At the end of each day, I went through the list of patients who had disease that would be considered prohibitive risk for a fast paced community cataract surgery. These patients were advised to seek follow up care and surgery in the local hospital at a later date under monitored settings. Thus, the hypothesis that physicians could be trained quickly to use pocket ultrasound for detecting significant cardiac diseases during mass screening event for cataract surgery was confirmed.
The official read for the number of scans that have been uploaded is still awaited. Over 60 readers worldwide would be interpreting the scanned images. The final reports from expert readers will be useful in confirming the accuracy of physician trainees and help further patient triage. The rumors are that we may have come close to over 1000 studies, or maybe the numbers are just over what we did last January. These numbers however are incredibly astonishing because it involved scanned images from physician learners who were undergoing a very disciplined scanning protocol under the guidance of sonographer educators. The enthusiasm with which the physicians participated and stayed committed reflects their interest in learning and the need for structured training programs. Certificates of participation were distributed on the last day. Vote of thanks were proposed to the sonographers with special appreciations expressed for David Adams, Marti McCulloch, LeaAnne Dantin from GE Healthcare and Zachary Smith from Core Sound Imaging. We expressed our heartfelt thanks to members of Dera Sacha Sauda, for allowing us to be a part of this camp and our gratitude to his excellency Saint Gurmeet Ram Rahim Singh Insan (also called lovingly as Pitaji) for motivating all of us. Pitaji took special interest in teaching our group the unique method of meditation that is offered here to countless people free of any cost, the same way as the thousands of cataract surgeries will be carried out over the next two days for poor people free of costs.
────────────────
Extend the account of the pocket ultrasound training at the cataract surgery camp, starting after its final sentence. These items come from a separate source unrelated to the text.

DATA EXTRACTS:
────────────────
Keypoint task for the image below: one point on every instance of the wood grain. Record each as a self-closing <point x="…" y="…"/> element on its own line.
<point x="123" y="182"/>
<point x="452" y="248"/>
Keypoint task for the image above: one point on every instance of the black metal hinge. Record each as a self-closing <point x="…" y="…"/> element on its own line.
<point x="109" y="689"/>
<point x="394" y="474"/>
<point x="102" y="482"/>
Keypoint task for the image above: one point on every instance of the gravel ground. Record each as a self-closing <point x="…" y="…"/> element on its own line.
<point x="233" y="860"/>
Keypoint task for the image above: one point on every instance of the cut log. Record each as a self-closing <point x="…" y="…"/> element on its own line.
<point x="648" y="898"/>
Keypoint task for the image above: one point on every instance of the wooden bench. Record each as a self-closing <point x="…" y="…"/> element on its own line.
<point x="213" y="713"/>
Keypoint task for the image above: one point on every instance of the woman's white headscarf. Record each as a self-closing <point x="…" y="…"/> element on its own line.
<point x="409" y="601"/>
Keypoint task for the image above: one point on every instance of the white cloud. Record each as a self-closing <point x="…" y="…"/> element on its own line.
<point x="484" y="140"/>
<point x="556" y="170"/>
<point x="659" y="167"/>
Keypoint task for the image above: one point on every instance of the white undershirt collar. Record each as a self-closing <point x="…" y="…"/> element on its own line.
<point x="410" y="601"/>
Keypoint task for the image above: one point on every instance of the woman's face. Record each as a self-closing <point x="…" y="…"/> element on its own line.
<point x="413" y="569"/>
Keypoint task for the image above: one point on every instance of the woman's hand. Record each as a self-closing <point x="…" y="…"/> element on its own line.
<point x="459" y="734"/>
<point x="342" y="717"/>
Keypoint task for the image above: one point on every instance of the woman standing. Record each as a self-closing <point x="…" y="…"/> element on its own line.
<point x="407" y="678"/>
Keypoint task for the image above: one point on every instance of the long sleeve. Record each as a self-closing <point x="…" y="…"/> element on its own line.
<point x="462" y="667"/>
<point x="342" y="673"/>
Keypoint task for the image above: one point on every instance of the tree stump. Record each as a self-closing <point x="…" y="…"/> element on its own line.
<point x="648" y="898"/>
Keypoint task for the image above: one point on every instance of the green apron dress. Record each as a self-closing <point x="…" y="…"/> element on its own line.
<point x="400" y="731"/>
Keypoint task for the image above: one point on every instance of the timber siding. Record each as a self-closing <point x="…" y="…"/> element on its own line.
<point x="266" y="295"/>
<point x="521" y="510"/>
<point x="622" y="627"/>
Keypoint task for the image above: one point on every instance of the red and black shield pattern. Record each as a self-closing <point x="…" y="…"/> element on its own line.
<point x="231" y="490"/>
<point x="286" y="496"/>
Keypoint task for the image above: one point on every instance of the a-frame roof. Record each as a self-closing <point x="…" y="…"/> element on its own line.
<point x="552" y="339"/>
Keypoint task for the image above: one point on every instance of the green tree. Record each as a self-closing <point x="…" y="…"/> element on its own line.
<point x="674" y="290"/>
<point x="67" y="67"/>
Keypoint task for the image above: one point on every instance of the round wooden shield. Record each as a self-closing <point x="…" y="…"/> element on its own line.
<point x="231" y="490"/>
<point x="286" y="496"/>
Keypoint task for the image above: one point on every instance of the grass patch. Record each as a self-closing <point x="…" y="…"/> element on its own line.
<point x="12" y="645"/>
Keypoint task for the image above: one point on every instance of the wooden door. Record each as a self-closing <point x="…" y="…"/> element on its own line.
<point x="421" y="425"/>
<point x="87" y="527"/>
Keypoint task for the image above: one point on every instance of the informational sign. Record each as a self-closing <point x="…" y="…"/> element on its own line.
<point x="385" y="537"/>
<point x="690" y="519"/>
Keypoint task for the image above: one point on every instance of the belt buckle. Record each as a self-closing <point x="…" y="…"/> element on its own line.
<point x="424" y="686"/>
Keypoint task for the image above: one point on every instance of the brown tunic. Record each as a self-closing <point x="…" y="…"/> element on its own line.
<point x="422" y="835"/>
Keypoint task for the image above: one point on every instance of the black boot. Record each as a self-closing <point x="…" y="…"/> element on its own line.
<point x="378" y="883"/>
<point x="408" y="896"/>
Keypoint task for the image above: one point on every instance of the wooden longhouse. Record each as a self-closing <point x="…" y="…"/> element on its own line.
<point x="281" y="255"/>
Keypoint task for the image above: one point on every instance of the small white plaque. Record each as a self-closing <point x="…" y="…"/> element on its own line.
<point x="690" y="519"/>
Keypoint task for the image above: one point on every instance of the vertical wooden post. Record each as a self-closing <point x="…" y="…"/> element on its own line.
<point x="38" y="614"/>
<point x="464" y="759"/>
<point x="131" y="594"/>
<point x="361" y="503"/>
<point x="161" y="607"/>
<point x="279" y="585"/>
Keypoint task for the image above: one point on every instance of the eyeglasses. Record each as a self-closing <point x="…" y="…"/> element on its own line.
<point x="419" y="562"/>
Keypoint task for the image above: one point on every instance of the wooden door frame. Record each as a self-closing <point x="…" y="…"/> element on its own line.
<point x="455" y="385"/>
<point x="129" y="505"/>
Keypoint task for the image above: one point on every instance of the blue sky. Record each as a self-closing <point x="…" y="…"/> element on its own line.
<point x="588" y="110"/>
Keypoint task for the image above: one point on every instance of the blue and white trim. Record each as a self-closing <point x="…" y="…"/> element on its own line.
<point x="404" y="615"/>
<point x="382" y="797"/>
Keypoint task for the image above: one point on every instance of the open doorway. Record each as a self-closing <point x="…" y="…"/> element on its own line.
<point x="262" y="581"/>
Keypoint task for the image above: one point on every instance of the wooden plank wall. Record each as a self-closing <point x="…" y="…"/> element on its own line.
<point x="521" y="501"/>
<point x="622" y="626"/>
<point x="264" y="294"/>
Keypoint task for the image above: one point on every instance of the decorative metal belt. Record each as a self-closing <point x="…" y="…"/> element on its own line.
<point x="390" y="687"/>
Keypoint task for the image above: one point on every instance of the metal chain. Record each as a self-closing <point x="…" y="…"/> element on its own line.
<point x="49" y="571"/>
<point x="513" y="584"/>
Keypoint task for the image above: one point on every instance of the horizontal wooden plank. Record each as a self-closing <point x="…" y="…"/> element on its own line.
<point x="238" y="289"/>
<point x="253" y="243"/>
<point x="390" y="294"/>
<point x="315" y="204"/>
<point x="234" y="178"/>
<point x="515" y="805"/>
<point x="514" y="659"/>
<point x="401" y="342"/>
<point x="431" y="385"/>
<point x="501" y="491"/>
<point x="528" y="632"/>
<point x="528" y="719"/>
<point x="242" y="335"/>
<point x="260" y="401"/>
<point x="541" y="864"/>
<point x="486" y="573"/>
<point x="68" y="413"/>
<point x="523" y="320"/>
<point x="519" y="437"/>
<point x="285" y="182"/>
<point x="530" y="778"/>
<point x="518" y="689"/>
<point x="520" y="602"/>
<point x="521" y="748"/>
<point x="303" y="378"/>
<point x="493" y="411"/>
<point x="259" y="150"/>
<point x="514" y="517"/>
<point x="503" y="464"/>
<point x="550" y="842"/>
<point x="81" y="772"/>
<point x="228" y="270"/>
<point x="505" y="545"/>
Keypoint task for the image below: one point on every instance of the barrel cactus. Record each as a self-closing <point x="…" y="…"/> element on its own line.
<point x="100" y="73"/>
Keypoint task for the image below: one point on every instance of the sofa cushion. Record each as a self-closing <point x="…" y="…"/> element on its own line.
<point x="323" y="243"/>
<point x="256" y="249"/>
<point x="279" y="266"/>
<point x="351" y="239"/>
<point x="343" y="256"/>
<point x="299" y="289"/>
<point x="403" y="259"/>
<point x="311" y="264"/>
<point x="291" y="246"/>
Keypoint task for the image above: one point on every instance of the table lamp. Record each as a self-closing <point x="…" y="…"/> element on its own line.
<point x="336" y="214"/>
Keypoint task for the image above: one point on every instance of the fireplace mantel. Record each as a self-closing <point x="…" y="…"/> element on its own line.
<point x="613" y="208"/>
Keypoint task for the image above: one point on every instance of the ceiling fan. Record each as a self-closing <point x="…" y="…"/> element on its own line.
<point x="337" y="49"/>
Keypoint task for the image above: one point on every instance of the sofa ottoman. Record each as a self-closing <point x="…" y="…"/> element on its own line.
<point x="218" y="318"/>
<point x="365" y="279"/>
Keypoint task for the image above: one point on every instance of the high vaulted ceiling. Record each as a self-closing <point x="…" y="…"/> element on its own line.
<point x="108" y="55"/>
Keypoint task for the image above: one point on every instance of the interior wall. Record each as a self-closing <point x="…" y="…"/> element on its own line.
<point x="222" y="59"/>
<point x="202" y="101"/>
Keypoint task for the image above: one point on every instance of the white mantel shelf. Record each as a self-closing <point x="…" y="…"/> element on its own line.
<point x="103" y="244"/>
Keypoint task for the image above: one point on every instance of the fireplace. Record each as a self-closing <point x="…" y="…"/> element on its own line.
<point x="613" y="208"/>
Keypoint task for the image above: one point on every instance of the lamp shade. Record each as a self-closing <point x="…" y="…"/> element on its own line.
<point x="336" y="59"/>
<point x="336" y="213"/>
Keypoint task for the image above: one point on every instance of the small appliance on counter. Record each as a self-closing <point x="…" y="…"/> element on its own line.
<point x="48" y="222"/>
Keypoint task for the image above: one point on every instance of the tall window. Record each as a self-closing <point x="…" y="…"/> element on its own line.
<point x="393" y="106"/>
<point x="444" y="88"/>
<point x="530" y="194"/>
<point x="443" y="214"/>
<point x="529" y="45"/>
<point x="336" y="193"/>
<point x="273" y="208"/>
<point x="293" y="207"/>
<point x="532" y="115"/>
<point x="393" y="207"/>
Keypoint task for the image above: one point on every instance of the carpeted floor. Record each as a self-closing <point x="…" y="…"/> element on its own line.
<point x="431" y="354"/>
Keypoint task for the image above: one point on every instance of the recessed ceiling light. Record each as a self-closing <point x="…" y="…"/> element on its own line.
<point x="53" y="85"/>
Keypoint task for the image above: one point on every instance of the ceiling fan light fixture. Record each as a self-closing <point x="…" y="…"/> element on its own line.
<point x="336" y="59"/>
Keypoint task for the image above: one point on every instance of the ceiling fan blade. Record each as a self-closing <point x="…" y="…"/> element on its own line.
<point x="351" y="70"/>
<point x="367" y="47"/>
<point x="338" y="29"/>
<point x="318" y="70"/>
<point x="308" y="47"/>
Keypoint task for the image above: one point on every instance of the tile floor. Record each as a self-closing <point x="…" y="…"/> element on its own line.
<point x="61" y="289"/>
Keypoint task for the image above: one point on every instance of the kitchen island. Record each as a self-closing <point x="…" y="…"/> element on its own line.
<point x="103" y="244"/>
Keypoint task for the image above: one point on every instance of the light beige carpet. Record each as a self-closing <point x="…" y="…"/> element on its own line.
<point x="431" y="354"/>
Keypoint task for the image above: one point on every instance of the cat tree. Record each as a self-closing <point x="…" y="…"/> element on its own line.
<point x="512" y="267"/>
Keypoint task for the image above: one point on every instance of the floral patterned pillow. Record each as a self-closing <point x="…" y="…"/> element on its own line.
────────────────
RESPONSE FOR THIS EXERCISE:
Overall this global outreach event has been a rewarding experience, an amalgamation of new technology assessment, education, humanitarianism that touched countless individuals - new learner physicians, sonographers onsite and overseas, patients, volunteers, doctors, social reformers and physician readers. Like last year, we are returning back enriched, feeling good that so many lives will have a new vision of the world.
Submitted by Rhonda Price:
As I write this, the volunteers have all departed and I’m waiting on my return flight from Delhi. Everyone left exhausted, but with stories to tell, memories for a lifetime, and new friends. Many checked off a few items on their “bucket list.” We managed a trip to Agra to see the Taj Mahal, and then everyone left Delhi in the middle of the night, heading towards the faces of loved ones missed, their own beds, and the joy of a regular routine. It was a special week.
Sachkhand Hall was filled with cataract surgery candidates.
ASE at Taj Mahal, left to right: Zachary Smith (Core Sound Imaging), Gee Bhogal, Carlene McClanahan, Marti McCulloch (in front), David Adams, Neha Patel, Lynette de los Santos, Jennifer Neary.